[Opening Excerpted passage section]

So I could start reading person by person from their most deep need. Some people who did have the less scholarship, they wanted to be recognized so I used to give compliments to that people for doing so sophisticated job that just an engineer could do and so I started playing from deep in my heart, trying to see the good things and I learned that we should reinforce the positive. Before that I used to reinforce the negative and nothing was happen.

 

So when I started reinforcing the positive, you know I think we lost in the last 25 years less than 20% of the people, 10% of the people. So we could hold, we could hold 90% of the people and they start becoming proud of what they do. And I try to share the credit with them.

 

[00:46:42.20]

WALTER LINK

And the extraordinary thing in your company is that its not that you’re not alone, its that you are together with 7 family members. And 43 also family members who are the shareholders. And you said that for decades now you have been making these very courageous decisions growing your company very fast and in very new ways, innovative ways and yet you were able to make all decisions by consensus. And you meet once a week to talk about all that’s important. So what’s the process that allows you to have this deep kind of dialog and yet to come to real courageous decisions.

 

[00:47:33.08]

LEONTINO BALBO

We… I think that along the time we developed our deep respect to each other. In such a way that the leader of a certain issue in our meeting is the person, which is, who is better prepared to lead that issue so in certain aspects of the business I lead the process. In other aspects of the business, the industrial director does it. So we don’t have vain or proud interfering so I think we had to work for I would say 15 years we did immersion training. We even did the transactional analysis so we cried together, we laughed together we in one opportunity we, the seven current executives decided to dismiss an eighth member of the board. Because he was not performing well, and we found a way of telling him that it was not personal and we have a good family relationship with that person, and with his family, who are supportive shareholders nowadays. Because they learned or they knew it was good for the company.

 

It was very tough and it was very, I would say, risky, considering our family company, but we did that. So we, in the last 25 years the period I have been here, we never decided something by force. Or by votation – maybe two times – two issues. In 25 – among thousands. We always reach the consensus.

[Closing Excerpted passage section]

Please carry on the family-company interview from the point where it stops. The records come from a separate source and have no connection to the family-company interview.

[Opening Data for review section]

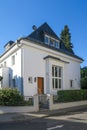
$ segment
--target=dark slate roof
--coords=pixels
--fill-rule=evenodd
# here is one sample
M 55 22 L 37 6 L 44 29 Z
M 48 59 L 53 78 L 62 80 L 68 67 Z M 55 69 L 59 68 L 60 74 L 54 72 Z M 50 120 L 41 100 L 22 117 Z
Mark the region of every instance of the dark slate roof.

[Closing Data for review section]

Response:
[00:49:32.09]

WALTER BALBO

You do a lot of work also for the community and you are invested with health care services and education and also this kind of personal development. So, it sounds like not only you as your personal family are working together in the company, theres’ also the community family and there’s also a kind of family-like feeling towards nature and towards the diversity of species that are here. So its really one family of life in a certain sense.

 

[00:50:05.26]

LEONTINO BALBO

Steiner used to call this, a whole alive organism. James Lovelock also called the whole planet an alive organism composed by smaller alive organisms. So I can’t see people just people, or just animal or just plants. We are a community of alive organisms. And the more integrated we are, the more the diversity of this community, the more healthier we are going to be.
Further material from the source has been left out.